== Text passage

Catecholamine neurotransmitters in the mPFC are prominently involved in the regulation of anxiety-like behaviors and emotional memory. Within the mPFC, cognitive and emotional processes are strongly modulated by dopaminergic neurotransmission (Pezze et al., 2003; Laviolette et al., 2005; Lauzon et al., 2009). Prefrontal serotonin (5-HT) has been suggested to play an important role in the regulation of anxiety and stress (Pum et al., 2009; Savitz et al., 2009; Maki, 2001).

Neuropeptide S (NPS) is a recently identified peptide transmitter in the brain (Xu et al., 2004) that appears to modulate emotional and cognitive functions. Previous studies indicated that central administration of NPS reduces stress related anxiety behavior in mice (Xu et al, 2004; Okamura and Reinscheid, 2007; Leonard et al., 2008; Rizzi et al., 2008) while NPSR knockout mice display increased anxiety-like behaviors when compared to their wildtype littermates (Duangdao et al., 2009). Consistent with these results, intra-amygdala administration of NPS produces anxiolytic effects (Jüngling et al., 2008), blocks the expression of conditioned fear (Fendt et al., 2010), and facilitates extinction of conditioned fear responses (Jüngling et al., 2008), while animals treated with SHA 68, a selective NPSR antagonist (Okamura et al., 2008), showed anxiety-like behavior and attenuated fear extinction (Jüngling et al., 2008). Also, SHA 68 has been reported to antagonize NPS-induced anxiolytic effects (Ruzza et al., 2010). Additionally, local injections of NPS in the endopiriform nucleus attenuated expression of contextual fear (Meis et al., 2008). To date, however, the cellular mechanisms and substrates through which NPS modulates emotional responses and fear memory remain unclear.

====
== Extracted information

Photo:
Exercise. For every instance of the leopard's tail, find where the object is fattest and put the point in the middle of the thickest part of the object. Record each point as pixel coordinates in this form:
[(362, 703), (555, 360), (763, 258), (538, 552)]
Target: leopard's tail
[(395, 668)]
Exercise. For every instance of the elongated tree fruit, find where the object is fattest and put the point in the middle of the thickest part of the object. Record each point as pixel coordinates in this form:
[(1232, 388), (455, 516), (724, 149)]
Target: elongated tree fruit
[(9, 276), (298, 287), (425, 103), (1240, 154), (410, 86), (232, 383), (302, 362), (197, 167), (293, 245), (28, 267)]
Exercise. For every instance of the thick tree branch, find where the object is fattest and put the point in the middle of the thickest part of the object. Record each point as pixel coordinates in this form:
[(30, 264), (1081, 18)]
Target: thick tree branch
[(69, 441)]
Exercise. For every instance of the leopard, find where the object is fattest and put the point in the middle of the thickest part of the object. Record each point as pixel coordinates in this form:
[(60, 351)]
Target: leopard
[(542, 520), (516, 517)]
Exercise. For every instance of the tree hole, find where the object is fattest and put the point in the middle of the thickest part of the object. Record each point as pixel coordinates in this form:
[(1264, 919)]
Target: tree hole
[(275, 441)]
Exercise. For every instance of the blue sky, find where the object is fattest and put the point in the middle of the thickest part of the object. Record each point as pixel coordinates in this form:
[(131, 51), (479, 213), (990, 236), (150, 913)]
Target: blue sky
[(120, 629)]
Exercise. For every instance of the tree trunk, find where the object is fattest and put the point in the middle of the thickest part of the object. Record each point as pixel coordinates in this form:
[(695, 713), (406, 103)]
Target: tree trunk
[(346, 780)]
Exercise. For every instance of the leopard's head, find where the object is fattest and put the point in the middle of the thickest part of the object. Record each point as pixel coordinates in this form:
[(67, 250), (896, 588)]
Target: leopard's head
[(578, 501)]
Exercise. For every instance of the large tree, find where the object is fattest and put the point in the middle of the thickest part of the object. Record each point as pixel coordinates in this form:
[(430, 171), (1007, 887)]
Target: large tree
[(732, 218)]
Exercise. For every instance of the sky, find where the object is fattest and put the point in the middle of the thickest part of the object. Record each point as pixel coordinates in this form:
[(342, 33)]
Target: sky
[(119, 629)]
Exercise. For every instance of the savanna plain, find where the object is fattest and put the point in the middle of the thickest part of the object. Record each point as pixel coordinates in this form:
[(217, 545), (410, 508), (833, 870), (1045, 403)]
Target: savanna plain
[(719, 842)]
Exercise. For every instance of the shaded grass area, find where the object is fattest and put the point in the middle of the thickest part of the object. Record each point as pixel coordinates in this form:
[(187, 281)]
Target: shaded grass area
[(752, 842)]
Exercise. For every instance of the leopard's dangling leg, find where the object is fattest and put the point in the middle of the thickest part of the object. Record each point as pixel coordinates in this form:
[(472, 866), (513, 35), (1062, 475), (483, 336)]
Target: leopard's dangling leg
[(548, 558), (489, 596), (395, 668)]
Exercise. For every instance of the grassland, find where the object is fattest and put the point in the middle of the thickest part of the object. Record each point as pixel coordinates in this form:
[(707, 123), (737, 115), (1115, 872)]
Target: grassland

====

▶ Tasks to perform
**A.** Answer these questions from the neuropeptide S passage:
(i) Which kind of neurotransmission strongly modulates cognitive and emotional processes within the mPFC?
(ii) What kind of compound is SHA 68?
(iii) In which brain structure did local injections of NPS attenuate expression of contextual fear?
**B.** Reproduce the neuropeptide S passage word for word, starting at "Catecholamine neurotransmitters in" and ending at "2009; Maki, 2001).".
The records can be set aside; nothing here depends on them.

▶ Written responses
**A.**
(i) Dopaminergic neurotransmission.
(ii) A selective NPSR antagonist.
(iii) The endopiriform nucleus.

**B.**
Catecholamine neurotransmitters in the mPFC are prominently involved in the regulation of anxiety-like behaviors and emotional memory. Within the mPFC, cognitive and emotional processes are strongly modulated by dopaminergic neurotransmission (Pezze et al., 2003; Laviolette et al., 2005; Lauzon et al., 2009). Prefrontal serotonin (5-HT) has been suggested to play an important role in the regulation of anxiety and stress (Pum et al., 2009; Savitz et al., 2009; Maki, 2001).